* _Extracted data entries_:
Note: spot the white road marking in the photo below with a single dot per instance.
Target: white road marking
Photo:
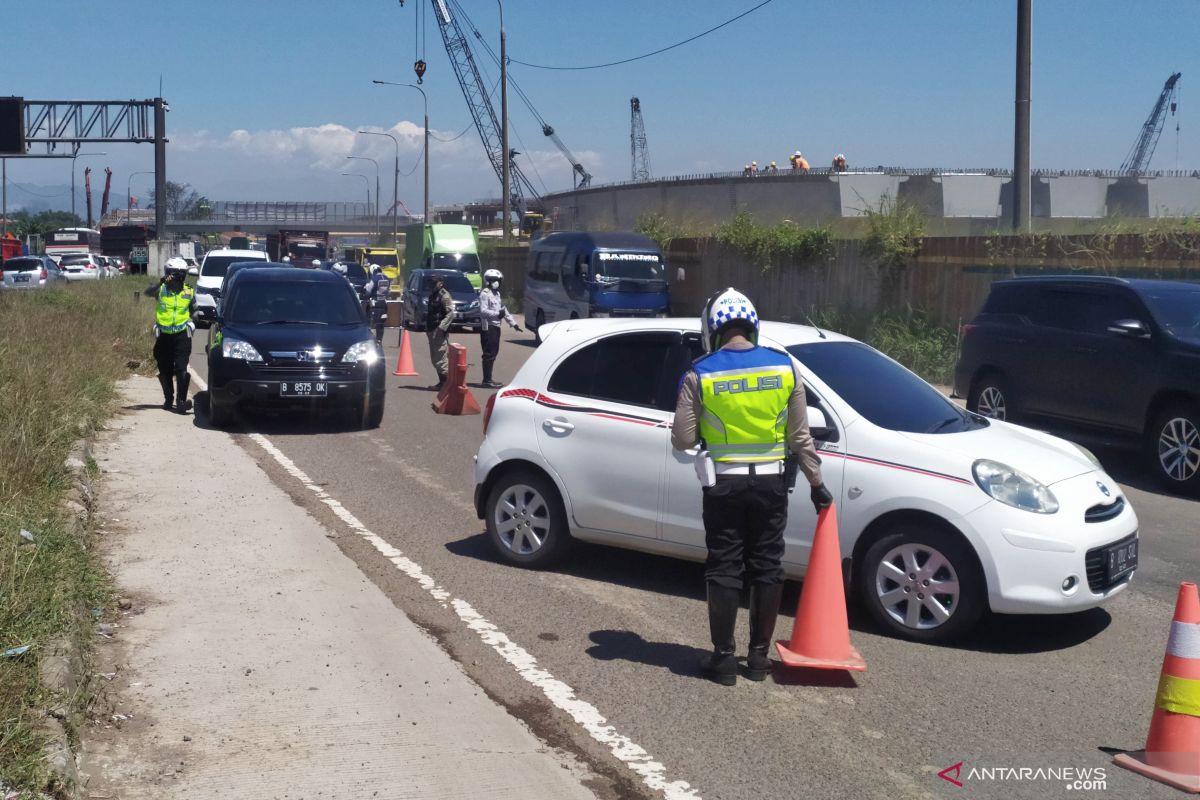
(562, 696)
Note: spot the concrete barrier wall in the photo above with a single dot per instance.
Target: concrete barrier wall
(976, 202)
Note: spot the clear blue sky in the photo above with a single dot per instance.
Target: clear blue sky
(265, 95)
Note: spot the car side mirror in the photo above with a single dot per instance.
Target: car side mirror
(1129, 328)
(819, 426)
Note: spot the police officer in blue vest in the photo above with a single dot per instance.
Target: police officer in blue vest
(744, 404)
(173, 332)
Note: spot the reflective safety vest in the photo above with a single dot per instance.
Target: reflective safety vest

* _Task to complete_: Starting with the line that contains "Note: spot the clear" and continuing through the last of the lines above, rewrite those lines as a numbered list with any blank lines omitted.

* _The solution_:
1. Note: spot the clear blue sky in the photo above with a single dot per instance.
2. Target: clear blue sky
3. (265, 95)
4. Note: spot the car side mirror in the photo above with a single dot per instance.
5. Target: car side mirror
6. (1129, 328)
7. (819, 426)
8. Note: spot the police officer in blue vest in the photo above with a single dot per instance.
9. Target: police officer in blue vest
10. (744, 404)
11. (173, 332)
12. Note: spot the reflective safety vest in the photo above with a single dot per instance.
13. Target: reflective safety vest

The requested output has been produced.